■ **GIVEN RECORDS**
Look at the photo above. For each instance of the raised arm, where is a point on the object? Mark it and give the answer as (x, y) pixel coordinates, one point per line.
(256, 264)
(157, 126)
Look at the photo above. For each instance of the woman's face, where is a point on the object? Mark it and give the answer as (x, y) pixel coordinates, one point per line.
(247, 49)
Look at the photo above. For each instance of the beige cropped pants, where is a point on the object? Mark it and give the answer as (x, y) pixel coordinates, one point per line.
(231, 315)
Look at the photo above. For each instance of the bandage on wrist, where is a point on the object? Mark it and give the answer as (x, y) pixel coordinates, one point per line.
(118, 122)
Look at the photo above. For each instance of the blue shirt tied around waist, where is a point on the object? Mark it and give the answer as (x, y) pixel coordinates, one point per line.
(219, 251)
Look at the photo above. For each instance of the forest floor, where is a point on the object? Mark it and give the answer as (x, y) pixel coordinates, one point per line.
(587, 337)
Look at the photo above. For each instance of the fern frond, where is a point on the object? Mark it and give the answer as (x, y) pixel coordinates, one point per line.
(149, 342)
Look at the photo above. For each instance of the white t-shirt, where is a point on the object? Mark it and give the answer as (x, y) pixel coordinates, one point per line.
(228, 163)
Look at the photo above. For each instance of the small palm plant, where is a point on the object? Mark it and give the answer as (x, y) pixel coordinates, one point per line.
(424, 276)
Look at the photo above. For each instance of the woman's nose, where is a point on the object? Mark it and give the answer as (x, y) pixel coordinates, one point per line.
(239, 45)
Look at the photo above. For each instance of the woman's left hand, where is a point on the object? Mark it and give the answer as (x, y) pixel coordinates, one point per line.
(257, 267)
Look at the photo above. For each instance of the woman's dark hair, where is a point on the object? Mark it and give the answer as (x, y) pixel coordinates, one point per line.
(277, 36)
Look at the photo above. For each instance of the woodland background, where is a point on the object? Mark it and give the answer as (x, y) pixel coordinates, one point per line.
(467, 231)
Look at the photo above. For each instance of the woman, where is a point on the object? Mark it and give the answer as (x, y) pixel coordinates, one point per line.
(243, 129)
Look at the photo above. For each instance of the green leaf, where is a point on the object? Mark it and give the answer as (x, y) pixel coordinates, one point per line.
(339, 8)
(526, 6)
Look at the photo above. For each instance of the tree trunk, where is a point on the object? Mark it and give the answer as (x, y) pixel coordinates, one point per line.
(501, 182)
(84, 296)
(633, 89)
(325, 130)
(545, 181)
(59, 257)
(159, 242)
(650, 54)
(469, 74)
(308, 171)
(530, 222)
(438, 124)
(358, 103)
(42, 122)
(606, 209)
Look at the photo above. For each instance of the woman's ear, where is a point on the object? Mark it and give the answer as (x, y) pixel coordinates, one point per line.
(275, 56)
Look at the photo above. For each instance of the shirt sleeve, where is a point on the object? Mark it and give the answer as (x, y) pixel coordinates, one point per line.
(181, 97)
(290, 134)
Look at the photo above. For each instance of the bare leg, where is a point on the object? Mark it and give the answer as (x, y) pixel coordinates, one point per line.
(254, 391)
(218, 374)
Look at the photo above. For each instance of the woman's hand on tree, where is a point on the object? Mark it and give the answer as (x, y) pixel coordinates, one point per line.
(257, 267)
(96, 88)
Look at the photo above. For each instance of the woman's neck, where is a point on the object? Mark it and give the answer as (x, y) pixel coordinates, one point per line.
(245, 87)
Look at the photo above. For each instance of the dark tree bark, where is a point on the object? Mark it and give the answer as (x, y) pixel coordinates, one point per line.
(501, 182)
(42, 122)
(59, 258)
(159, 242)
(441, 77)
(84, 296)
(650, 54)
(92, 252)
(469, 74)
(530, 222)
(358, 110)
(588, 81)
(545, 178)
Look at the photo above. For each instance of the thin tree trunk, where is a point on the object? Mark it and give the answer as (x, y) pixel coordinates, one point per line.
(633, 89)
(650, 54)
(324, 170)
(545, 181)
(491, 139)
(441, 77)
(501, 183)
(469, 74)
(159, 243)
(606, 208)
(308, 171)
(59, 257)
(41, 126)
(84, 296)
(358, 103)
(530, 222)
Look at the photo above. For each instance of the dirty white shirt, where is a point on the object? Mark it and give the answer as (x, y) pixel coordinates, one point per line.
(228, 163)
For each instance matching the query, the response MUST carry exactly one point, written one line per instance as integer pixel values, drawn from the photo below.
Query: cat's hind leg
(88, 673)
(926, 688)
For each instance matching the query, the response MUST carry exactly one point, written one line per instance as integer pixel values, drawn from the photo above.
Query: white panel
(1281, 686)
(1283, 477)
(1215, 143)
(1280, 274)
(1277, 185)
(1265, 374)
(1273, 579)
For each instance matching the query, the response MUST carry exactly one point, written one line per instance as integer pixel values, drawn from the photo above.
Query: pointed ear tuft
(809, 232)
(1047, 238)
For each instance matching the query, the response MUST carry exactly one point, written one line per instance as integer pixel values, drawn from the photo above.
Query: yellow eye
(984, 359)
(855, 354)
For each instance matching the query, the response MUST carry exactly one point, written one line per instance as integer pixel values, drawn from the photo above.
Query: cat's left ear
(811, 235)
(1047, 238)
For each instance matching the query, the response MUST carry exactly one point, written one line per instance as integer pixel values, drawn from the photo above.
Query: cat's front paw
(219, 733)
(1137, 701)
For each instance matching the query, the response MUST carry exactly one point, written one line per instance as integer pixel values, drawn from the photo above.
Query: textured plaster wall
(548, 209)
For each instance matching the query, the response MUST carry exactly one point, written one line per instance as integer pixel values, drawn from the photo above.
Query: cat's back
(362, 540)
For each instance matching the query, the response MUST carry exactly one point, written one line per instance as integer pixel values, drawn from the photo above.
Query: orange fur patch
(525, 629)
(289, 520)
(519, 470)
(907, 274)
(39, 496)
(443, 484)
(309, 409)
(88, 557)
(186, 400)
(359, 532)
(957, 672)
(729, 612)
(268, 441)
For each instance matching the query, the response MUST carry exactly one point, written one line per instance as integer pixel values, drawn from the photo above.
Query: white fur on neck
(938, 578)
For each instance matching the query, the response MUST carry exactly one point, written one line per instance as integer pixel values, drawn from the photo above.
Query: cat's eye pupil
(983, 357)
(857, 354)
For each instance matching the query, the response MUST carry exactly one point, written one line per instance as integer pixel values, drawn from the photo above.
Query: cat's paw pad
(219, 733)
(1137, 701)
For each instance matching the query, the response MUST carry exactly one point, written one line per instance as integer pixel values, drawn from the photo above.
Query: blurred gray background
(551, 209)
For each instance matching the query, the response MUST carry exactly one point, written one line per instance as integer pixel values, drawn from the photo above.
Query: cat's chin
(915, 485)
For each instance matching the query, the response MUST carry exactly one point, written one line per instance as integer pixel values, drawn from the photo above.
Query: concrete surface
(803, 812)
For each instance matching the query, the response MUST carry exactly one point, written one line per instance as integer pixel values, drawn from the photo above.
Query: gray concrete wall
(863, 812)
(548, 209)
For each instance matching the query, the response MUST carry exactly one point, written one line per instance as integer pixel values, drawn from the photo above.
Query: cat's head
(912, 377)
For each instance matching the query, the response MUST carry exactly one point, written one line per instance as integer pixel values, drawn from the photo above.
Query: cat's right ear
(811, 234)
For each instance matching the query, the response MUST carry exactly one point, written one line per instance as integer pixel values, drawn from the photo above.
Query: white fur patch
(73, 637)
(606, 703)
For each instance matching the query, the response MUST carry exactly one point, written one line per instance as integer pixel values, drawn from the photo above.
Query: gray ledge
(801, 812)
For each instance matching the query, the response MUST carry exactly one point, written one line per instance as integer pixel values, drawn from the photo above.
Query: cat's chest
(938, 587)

■ **GIVEN INSTRUCTION**
Write out the records shown above, exactly as they appear.

■ **PROBLEM SOLUTION**
Look at the photo above. For each instance of the raised arm, where is a point on the object? Mark it and give the answer as (x, y) pixel coordinates, one point per line.
(256, 264)
(157, 126)
Look at the photo above. For each instance of the woman's face, where is a point on the object? Mark it and give the answer as (x, y) pixel coordinates, one point per line.
(247, 49)
Look at the photo above. For each instance of the beige cropped pants, where is a point on the object? Mark it and give the answer as (x, y) pixel coordinates, one point per line.
(231, 315)
Look at the photo above. For each instance of the bandage on wrist, where is a point on the object? Mark it and give the answer as (x, y) pixel coordinates, one point per line.
(118, 122)
Look at the photo above. For each instance of the blue shirt tied around waist, where is a point on the object? Mark it and give the answer as (x, y) pixel coordinates, one point per line.
(219, 251)
Look at the photo above. For each instance of the forest floor, where is a point on the object? Mark it and give the answer as (x, y) pixel coordinates, one point per line.
(587, 337)
Look at the photo above. For each instance of the fern frond, where is a point on the object? Mark it and give the answer as (x, y) pixel coordinates, one point per line.
(149, 342)
Look at the photo above. For each instance of the white t-shirt, where is a point on the object? Mark it and give the answer as (x, y) pixel coordinates, one point per line.
(228, 163)
Look at the photo above. For each instance of the small palm plant, where is a point on the object? Mark it and give the answer as (x, y) pixel coordinates, one point per line.
(424, 276)
Look at the photo above. For each instance of the woman's nose, where is a point on the object? Mark it and give the answer as (x, y) pixel coordinates, one point per line.
(239, 45)
Look at the photo above. For each instance of the woman's left hand, where is a point on the object? Mark it and give the answer as (x, y) pixel coordinates, one point per line.
(257, 267)
Look at the photo above. For each instance of the woman's dark hair, where is a point on the object? Mark it and give the answer as (x, y) pixel coordinates, one point per line.
(277, 36)
Look at the photo above. For each instance of the woodland background, where is a point on the object? Mark it and give the answer as (x, y) pixel coordinates, one point per line.
(467, 231)
Look at the photo above. For each instance of the woman, where is a point on the object? Mark it and give the answer as (x, y) pixel coordinates, one point per line.
(243, 129)
Look at the photo above. For each instance of the green leaf, where is a point on the object? Mark it and give the answer as (x, y) pixel coordinates, one point per line.
(339, 8)
(526, 6)
Look at the photo above. For each instance of the tree trunk, where is a point on the object? Mark it and give the answer as (x, y) pixel coordinates, one point per line.
(501, 182)
(84, 296)
(633, 89)
(325, 130)
(545, 181)
(59, 257)
(159, 242)
(650, 54)
(469, 74)
(308, 171)
(530, 222)
(438, 124)
(358, 103)
(42, 122)
(606, 209)
Look at the photo above. For each instance of the woman's ear, where is a point on the object? Mark it and give the answer as (x, y) pixel coordinates, one point per line.
(275, 56)
Look at the photo above. For each instance of the shirt sleeve, where is a point on the object? Mark it and give the answer as (x, y) pixel coordinates, one point per line.
(181, 97)
(290, 134)
Look at the photo above. For each instance of the bare leg, where is a point on the object? Mark it and give the answer as (x, y) pixel coordinates, one point per line.
(254, 391)
(218, 374)
Look at the photo above. For each instance of the woman's hand on tree, where is a point on the object? Mark it and give the answer as (x, y) pixel coordinates, one point per line.
(257, 267)
(96, 88)
Look at the photo above. For each instance of the woman's neck, where is a point on the object? Mark it and give the answer as (x, y) pixel coordinates, one point per line.
(245, 87)
Look at the photo above. For each instance of the dark tree bark, where is a point on the object? Mark it and give the answer as (x, y) pixel coordinates, one point per line.
(501, 182)
(42, 122)
(59, 258)
(159, 242)
(441, 77)
(84, 296)
(650, 54)
(92, 252)
(469, 74)
(530, 222)
(358, 110)
(588, 81)
(545, 178)
Look at the photo above. For each instance of the thin tree trunk, where is a point on the object? Mark it and give the answer as (x, y) pixel coordinates, one point per line.
(633, 89)
(650, 54)
(324, 170)
(545, 181)
(491, 139)
(441, 77)
(501, 183)
(469, 74)
(159, 243)
(606, 208)
(308, 171)
(59, 257)
(41, 126)
(84, 296)
(358, 103)
(530, 222)
Look at the photo above. For each instance of the dirty white shirt, where is a point on the object? Mark it and give the answer as (x, y) pixel coordinates, one point per line.
(228, 163)
For each instance matching the query, the response MUST carry exactly one point, written one line per instance as integer pixel values, drawn from the photo below.
Query: cat's hind leg
(88, 673)
(926, 688)
For each instance matching the query, the response MUST carry exactly one point, written one line per instance as integer pixel values, drawn from the photo above.
Query: white panel
(1281, 686)
(1283, 477)
(1215, 143)
(1280, 274)
(1277, 185)
(1265, 374)
(1273, 579)
For each instance matching the query, the response MUST carry exactly one point, written one line per instance as integer pixel values, drawn from the photo above.
Query: pointed ear tuft
(809, 232)
(1047, 238)
For each instance matching the query, the response MUST carry exactly one point, written one line per instance as integer pixel values, drawn from the photo above.
Query: yellow eye
(984, 359)
(855, 354)
For each instance matching the query, the response MUST carry exactly one point, written one line per instance as integer pixel values, drawn from the photo above.
Query: cat's left ear
(811, 235)
(1047, 238)
For each instance matching the query, the response MUST carry exactly one point, written one line per instance as integer pixel values, drawn from the photo above.
Query: cat's front paw
(219, 733)
(1137, 701)
For each instance matching the query, the response MUST carry exactly one point, written one line per instance as integer pixel values, drawn from the photo above.
Query: textured plaster wall
(548, 209)
For each instance matching the query, the response MUST carry exactly one point, written one line per instance as integer pixel values, drawn from the photo above.
Query: cat's back
(362, 540)
For each instance matching the query, the response MUST carry exactly one point, written one line per instance as integer pixel values, drawn from the photo above.
Query: orange fur patch
(525, 629)
(289, 520)
(519, 470)
(907, 274)
(39, 496)
(443, 484)
(309, 409)
(88, 557)
(186, 400)
(359, 532)
(957, 672)
(729, 612)
(268, 441)
For each instance matching the query, the response MUST carry exactly one point, written one line per instance as integer pixel values, drawn from the photo above.
Query: white fur on neck
(938, 578)
For each instance matching the query, the response MUST carry exactly one point, written one line per instance as integer pixel values, drawn from the photo above.
Query: cat's eye pupil
(983, 357)
(857, 354)
For each instance matching the query, the response MUST carry exactly one point, written one line per instance as integer pixel values, drawn from the photo above.
Query: cat's paw pad
(219, 733)
(1137, 701)
For each instance matching the query, the response MUST carry exactly one point, written one line per instance as integer pixel values, drawn from the photo above.
Query: blurred gray background
(551, 209)
For each instance matching the query, the response MUST carry exactly one point, written one line per instance as integer pixel values, drawn from the photo above.
Query: cat's chin
(915, 485)
For each instance matching the query, the response MUST carry exactly one point, written one line per instance as integer pixel values, drawn from the photo above.
Query: concrete surface
(803, 812)
For each instance matching the query, the response MUST carry exactly one point, written one line per instance as integer pixel values, drawn from the photo above.
Query: gray concrete wall
(863, 812)
(548, 209)
For each instance matching the query, the response MUST carry exactly one point, written one line per instance as integer pixel values, drawn from the photo above.
Query: cat's head
(912, 377)
For each instance matching the query, the response MUST carry exactly one point, written one line per instance as integer pixel values, drawn from the photo above.
Query: cat's right ear
(811, 234)
For each instance matching the query, the response MUST carry exactly one point, written one line per instance as integer pixel values, drawn from the photo above.
Query: white fur patch
(73, 637)
(606, 703)
For each instance matching the query, the response MUST carry exactly one point, written one line per instance as integer pixel values, drawn from the photo above.
Query: gray ledge
(801, 812)
For each instance matching the query, the response MUST carry exactly one point, written one line per instance as integer pixel values, drawn from the photo above.
Query: cat's chest
(938, 587)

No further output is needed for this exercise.